- SELECTED EXTRACT -
______________________________
A veteran trial attorney, Scott has tried over 60 civil and criminal matters to verdict. He is one of five Rawle & Henderson LLP attorneys on the national asbestos trial team of a Global 200 friction brake manufacturer, successfully defending that corporation at trial in the United States. He is a member of the national trial team of a global tile manufacturer, representing that company in products liability matters. Scott has represented a Fortune 500 supplier of electrical products in asbestos litigation, a Global 150 employer in benzene litigation, and a publicly traded products services company that outsources maintenance, repair, operation and production (MROP) products in both silica and asbestos litigation. He likewise represents corporate concerns in environmental litigations ranging from underground chemical emissions to landfill cleanup.
Scott also successfully defends educational institutions against claims of sexual abuse, most recently in Philadelphia. Scott is counsel to a worldwide financial institution in corporate employment departure matters. He is also a consultant to a New York based investment research group and is frequently called upon to counsel that firm’s clients on litigation matters.
Scott’s criminal trial experience includes the representation of professional athletes, entertainers, and politicians. He has successfully defended corporations and individuals charged by the government in a wide range of matters, from corporate fraud and tax evasion to capital crimes and corrupt organizations. Scott routinely counsels corporate management on white collar criminal matters including bank, investment and securities fraud, money laundering and forfeiture.
Scott is a 1987 graduate of Hofstra University (B.A. Literature) and a 1993 graduate of the Temple University School of Law. He is admitted to practice in Pennsylvania, New Jersey and New York, as well as in the United States District Courts for the Eastern and Middle Districts of Pennsylvania, the United States District Court for the District of New Jersey and the United States Court of Appeals for the Third Circuit. He has been admitted pro hac vice in Delaware, West Virginia and Georgia.
Scott has received a BV rating from Martindale Hubbell as selected by his peers. He is the former Pennsylvania State Chair on the Council on Litigation Management.
______________________________
Dataset rows
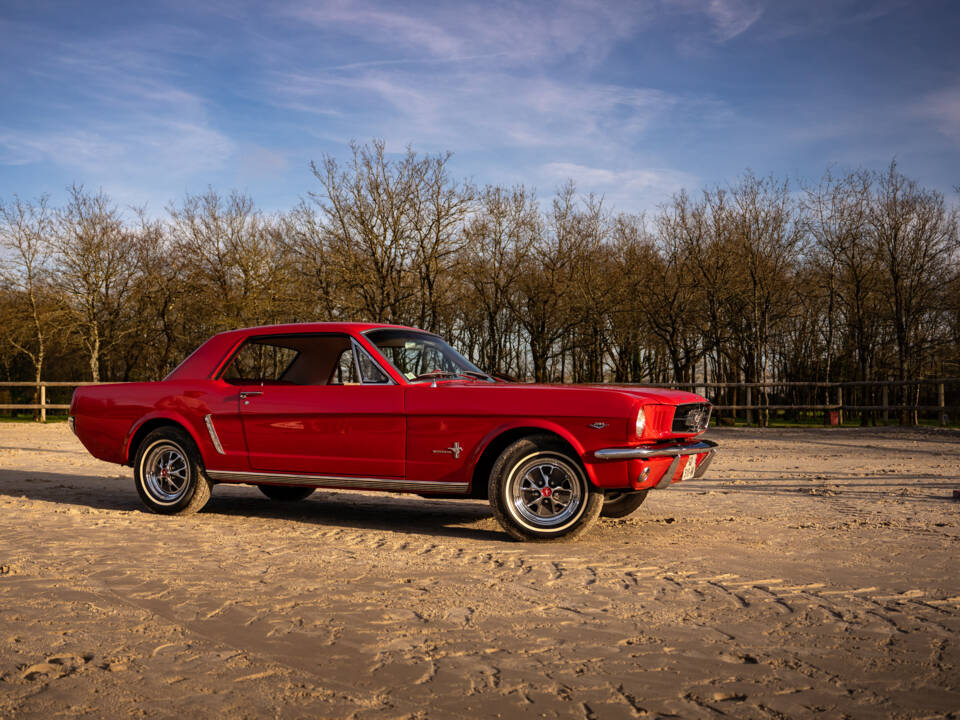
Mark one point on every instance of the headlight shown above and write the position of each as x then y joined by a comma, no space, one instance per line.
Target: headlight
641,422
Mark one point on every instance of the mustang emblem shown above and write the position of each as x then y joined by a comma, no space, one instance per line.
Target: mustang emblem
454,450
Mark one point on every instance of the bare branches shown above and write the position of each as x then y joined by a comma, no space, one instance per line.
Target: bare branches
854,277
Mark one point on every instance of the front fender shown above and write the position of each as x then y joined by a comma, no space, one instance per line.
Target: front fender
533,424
______________________________
- REQUIRED ACTIONS -
A. Reproduce the passage of the attorney profile that begins at the words "Scott also successfully" and stops after "laundering and forfeiture.".
B. Write the next part of the attorney profile, picking up after its final sentence.

- PER-TASK ANSWERS -
A.
Scott also successfully defends educational institutions against claims of sexual abuse, most recently in Philadelphia. Scott is counsel to a worldwide financial institution in corporate employment departure matters. He is also a consultant to a New York based investment research group and is frequently called upon to counsel that firm’s clients on litigation matters.
Scott’s criminal trial experience includes the representation of professional athletes, entertainers, and politicians. He has successfully defended corporations and individuals charged by the government in a wide range of matters, from corporate fraud and tax evasion to capital crimes and corrupt organizations. Scott routinely counsels corporate management on white collar criminal matters including bank, investment and securities fraud, money laundering and forfeiture.

B.
Scott is a frequent lecturer on trial strategy. In 2012 he was selected to Co-Chair the American Conference Institute’s 12th Annual Advanced Forum on Asbestos: Claims & Litigation. In October 2013 he spoke on the use of bankruptcy trust information in asbestos trials at the National Forum on Asbestos Claims & Litigation sponsored by ACI.
Smutney v. Honeywell International Inc. (Philadelphia Court of Common Pleas)
Plaintiff asserted a wrongful death claim on behalf of her husband alleging pleural mesothelioma after years of personal brake changes on family vehicles.
Result: Honeywell was only defendant at trial. A mistrial was declared in the Phase I damages portion after plaintiff’s counsel’s improper argument. Case settled for less than 10% of plaintiff’s demand prior to trial.
Sheil v. Honeywell International Inc. (Philadelphia Court of Common Pleas)
Plaintiff asserted a wrongful death claim on behalf of her husband alleging peritoneal mesothelioma after years of personal brake changes on family vehicles and personal stock race cars.
Result: Honeywell was only defendant at trial. Jury awarded $730,000 in Phase I. During Phase II, successfully argued for the admission of bankruptcy trust documents signed by decedent but not disclosed prior to trial. Juror found Honeywell not liable for decedent’s injuries.
State of New Jersey v. Defendant (Monmouth County, New Jersey)
Defendant, a well known and current NBA player, was charged with multiple felony, misdemeanor and traffic offenses following the death of his best friend in a motor vehicle accident in which the car was driven by the defendant.
Result: All criminal charges, including all felonies and misdemeanors, were dismissed. Defendant pled guilty to traffic offenses and was sentenced to a suspended sentence.